Please output the entries below exactly as they are.

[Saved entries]
'''

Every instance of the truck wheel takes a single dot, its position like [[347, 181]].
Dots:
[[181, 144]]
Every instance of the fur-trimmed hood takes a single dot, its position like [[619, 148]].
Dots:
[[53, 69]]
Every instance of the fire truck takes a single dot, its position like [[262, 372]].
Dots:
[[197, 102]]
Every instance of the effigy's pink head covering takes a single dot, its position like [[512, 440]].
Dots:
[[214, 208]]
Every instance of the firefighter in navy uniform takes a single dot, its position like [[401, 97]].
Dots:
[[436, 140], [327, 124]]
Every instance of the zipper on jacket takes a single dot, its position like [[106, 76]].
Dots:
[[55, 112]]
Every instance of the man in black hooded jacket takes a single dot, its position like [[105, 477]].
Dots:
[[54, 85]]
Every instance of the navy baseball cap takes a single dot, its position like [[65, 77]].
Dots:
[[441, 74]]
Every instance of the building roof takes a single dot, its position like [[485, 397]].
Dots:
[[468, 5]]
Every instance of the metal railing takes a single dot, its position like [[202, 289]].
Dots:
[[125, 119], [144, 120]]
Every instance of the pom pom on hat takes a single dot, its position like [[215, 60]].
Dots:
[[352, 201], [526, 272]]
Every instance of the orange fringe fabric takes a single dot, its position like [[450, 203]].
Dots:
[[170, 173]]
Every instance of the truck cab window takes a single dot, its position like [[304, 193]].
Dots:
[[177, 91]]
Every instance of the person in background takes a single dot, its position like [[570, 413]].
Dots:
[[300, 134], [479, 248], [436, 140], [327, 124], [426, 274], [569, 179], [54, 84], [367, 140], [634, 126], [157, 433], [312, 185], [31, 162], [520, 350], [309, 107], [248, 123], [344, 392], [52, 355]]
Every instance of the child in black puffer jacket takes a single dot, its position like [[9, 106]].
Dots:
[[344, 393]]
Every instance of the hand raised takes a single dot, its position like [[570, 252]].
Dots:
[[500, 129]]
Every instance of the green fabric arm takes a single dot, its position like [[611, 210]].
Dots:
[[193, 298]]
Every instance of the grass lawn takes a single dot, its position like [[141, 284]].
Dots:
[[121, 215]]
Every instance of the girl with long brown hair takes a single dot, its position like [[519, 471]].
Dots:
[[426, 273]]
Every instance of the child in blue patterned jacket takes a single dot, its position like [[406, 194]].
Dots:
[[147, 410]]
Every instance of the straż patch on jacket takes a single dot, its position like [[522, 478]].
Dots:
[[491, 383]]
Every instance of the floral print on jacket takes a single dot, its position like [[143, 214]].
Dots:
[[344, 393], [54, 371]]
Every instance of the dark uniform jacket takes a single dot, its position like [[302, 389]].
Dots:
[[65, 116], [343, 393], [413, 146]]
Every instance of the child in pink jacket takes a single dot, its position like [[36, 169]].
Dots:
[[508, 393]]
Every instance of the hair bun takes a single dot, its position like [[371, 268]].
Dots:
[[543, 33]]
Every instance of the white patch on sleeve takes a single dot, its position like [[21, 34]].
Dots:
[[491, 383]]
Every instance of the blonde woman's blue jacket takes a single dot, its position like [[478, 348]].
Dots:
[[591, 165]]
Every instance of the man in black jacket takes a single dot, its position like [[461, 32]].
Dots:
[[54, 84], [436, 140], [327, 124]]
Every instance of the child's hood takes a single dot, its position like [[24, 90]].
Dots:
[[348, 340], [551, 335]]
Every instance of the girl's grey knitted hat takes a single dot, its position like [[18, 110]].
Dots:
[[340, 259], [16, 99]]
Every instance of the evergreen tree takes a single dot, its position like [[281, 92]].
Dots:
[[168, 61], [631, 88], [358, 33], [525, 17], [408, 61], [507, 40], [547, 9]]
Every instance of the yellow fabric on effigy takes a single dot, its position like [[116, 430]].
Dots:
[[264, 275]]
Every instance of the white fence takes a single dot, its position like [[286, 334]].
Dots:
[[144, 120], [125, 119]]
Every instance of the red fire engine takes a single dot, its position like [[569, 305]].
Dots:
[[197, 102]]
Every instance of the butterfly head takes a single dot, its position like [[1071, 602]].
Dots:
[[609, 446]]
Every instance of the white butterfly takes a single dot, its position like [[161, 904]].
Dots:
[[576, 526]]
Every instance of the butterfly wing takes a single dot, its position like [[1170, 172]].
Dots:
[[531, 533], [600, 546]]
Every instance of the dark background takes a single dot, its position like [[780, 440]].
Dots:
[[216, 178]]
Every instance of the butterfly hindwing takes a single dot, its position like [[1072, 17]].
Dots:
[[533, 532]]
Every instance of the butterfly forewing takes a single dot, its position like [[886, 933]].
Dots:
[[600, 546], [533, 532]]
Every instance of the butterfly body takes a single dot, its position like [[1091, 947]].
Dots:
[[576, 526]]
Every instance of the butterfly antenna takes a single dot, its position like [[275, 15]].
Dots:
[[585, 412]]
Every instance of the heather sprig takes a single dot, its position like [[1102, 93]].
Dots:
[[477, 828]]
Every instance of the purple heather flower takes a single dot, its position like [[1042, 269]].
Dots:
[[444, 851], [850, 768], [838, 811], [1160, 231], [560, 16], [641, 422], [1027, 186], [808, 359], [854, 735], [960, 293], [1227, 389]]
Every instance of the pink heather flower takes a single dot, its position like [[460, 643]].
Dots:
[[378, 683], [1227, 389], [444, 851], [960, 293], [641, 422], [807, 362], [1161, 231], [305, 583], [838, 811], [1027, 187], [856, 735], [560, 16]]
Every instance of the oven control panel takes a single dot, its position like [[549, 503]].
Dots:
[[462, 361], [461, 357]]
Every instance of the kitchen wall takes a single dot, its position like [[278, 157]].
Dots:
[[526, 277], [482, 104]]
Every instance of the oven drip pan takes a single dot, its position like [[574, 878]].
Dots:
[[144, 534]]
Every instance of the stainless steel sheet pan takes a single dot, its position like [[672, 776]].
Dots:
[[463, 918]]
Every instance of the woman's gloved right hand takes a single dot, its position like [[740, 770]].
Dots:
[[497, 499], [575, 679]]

'''

*TASK SOLUTION*.
Every instance of the truck wheel takes a single dot, its position like [[347, 181]].
Dots:
[[181, 144]]
Every instance of the fur-trimmed hood takes a single dot, its position like [[619, 148]].
Dots:
[[53, 69]]
Every instance of the fire truck takes a single dot, its position like [[262, 372]].
Dots:
[[197, 102]]
Every instance of the effigy's pink head covering takes a single dot, its position like [[512, 440]].
Dots:
[[214, 208]]
Every instance of the firefighter in navy uniform takes a single dot, its position like [[401, 97]].
Dots:
[[436, 140], [327, 124]]
Every instance of the zipper on jacket takes a single dot, its position like [[106, 76]].
Dots:
[[55, 112]]
Every instance of the man in black hooded jacket takes a single dot, its position like [[105, 477]].
Dots:
[[54, 85]]
Every instance of the navy baseball cap takes a single dot, its position like [[65, 77]].
Dots:
[[441, 74]]
Every instance of the building roof takes a single dot, its position like [[485, 397]].
Dots:
[[468, 5]]
Every instance of the metal railing takes a single dot, its position like [[202, 289]].
Dots:
[[125, 119], [144, 120]]
Every instance of the pom pom on hat takes a single dot, its position like [[215, 60]].
Dots:
[[352, 201], [526, 272]]
Every instance of the orange fringe fabric takes a single dot, its position like [[450, 203]].
Dots:
[[170, 173]]
Every instance of the truck cab window takes a single dot, its position like [[304, 193]].
Dots:
[[177, 91]]
Every instance of the person in background takes a single dot, its position like [[570, 413]].
Dots:
[[300, 134], [479, 248], [436, 140], [327, 124], [426, 274], [569, 179], [54, 84], [367, 140], [634, 126], [157, 433], [312, 185], [31, 162], [520, 350], [309, 107], [248, 123], [344, 392], [52, 355]]
Every instance of the child in black puffer jacket takes a single dot, its position like [[9, 106]].
Dots:
[[344, 393]]
Every instance of the hand raised takes a single dot, its position like [[570, 252]].
Dots:
[[500, 129]]
Every instance of the green fabric arm takes a single dot, its position like [[611, 210]].
Dots:
[[193, 298]]
Every instance of the grass lawn takes a single dot, its position like [[141, 284]].
Dots:
[[121, 215]]
Every instance of the girl with long brown hair takes a single dot, its position like [[519, 471]].
Dots:
[[426, 273]]
Every instance of the child in blue patterned jacket takes a single dot, its position like [[406, 194]].
Dots:
[[147, 410]]
Every instance of the straż patch on jacket takes a single dot, its position like [[522, 478]].
Dots:
[[491, 383]]
Every instance of the floral print on jacket takes a single dot, its position like [[143, 214]].
Dots:
[[344, 393], [54, 371]]
Every instance of the dark uniform jacket takes a single dot, its position like [[302, 389]].
Dots:
[[65, 116], [343, 393], [413, 146]]
Every instance of the child in pink jacket takes a single dot, its position like [[36, 169]].
Dots:
[[508, 393]]
Every instance of the hair bun takes a single dot, its position like [[371, 268]].
Dots:
[[543, 33]]
Every instance of the white patch on sleeve takes a single dot, its position like [[21, 34]].
Dots:
[[491, 383]]
Every instance of the blonde woman's blue jacket takes a single dot, its position like [[478, 348]].
Dots:
[[591, 165]]
Every instance of the man in black jacket takes a single dot, its position like [[461, 32]].
Dots:
[[54, 84], [436, 140], [327, 124]]
Every instance of the child's hood takes a single dot, its position like [[24, 90]].
Dots:
[[348, 340], [551, 335]]
Every instance of the girl's grey knitted hat takes a single dot, its position like [[18, 110]].
Dots:
[[340, 259], [16, 99]]
Every instance of the evergreen tree takes a single dot, its position like [[281, 92]].
Dots:
[[168, 61], [631, 88], [358, 33], [525, 17], [408, 61], [507, 40], [547, 9]]
Every instance of the yellow fabric on effigy takes a single dot, its position like [[116, 430]].
Dots:
[[264, 275]]
Every instance of the white fence takes a single dot, its position like [[286, 334]].
Dots:
[[144, 120], [125, 119]]
Every instance of the red fire engine takes a single dot, its position like [[569, 305]].
Dots:
[[197, 102]]
Every instance of the butterfly head takes a single dot, its position like [[1071, 602]].
Dots:
[[609, 446]]
Every instance of the white butterfly takes a single dot, its position like [[161, 904]].
Dots:
[[576, 526]]
Every instance of the butterfly wing takes a single dot, its position like [[1170, 172]].
Dots:
[[531, 533], [600, 546]]
Every instance of the dark background takes a single dot, its position like [[780, 440]].
Dots:
[[216, 178]]
Every instance of the butterfly hindwing takes a single dot, its position like [[1072, 17]].
Dots:
[[533, 532]]
Every instance of the butterfly forewing takes a single dot, its position like [[886, 933]].
Dots:
[[600, 546], [533, 532]]
Every instance of the butterfly body takes a single dot, its position like [[1091, 947]].
Dots:
[[576, 526]]
Every instance of the butterfly antenna takes a single dot, its position like [[275, 15]].
Dots:
[[585, 412]]
Every instance of the heather sprig takes a single dot, its position like [[1102, 93]].
Dots:
[[477, 828]]
Every instance of the purple heather flower takes a single dot, its position like [[1042, 269]].
Dots:
[[444, 851], [850, 768], [838, 811], [1160, 231], [560, 16], [641, 422], [1027, 186], [808, 359], [854, 735], [960, 293], [1227, 389]]
Every instance of the pink heather flower takes a single dot, its position like [[460, 643]].
Dots:
[[378, 683], [1227, 389], [444, 851], [960, 293], [641, 422], [807, 362], [1161, 231], [305, 583], [838, 811], [1027, 187], [856, 735], [560, 16]]
Every instance of the oven control panel takes a single dot, its position like [[549, 503]].
Dots:
[[462, 361], [461, 357]]
Every instance of the kitchen wall takes a single dot, its position like [[278, 157]].
Dots:
[[526, 277], [482, 104]]
Every instance of the oven drip pan takes a single dot, its position like [[574, 878]].
Dots:
[[144, 534]]
Every instance of the stainless steel sheet pan takes a single dot, its position like [[672, 776]].
Dots:
[[463, 918]]
Every instance of the woman's gloved right hand takes a single dot, its position like [[740, 770]].
Dots:
[[497, 499], [575, 679]]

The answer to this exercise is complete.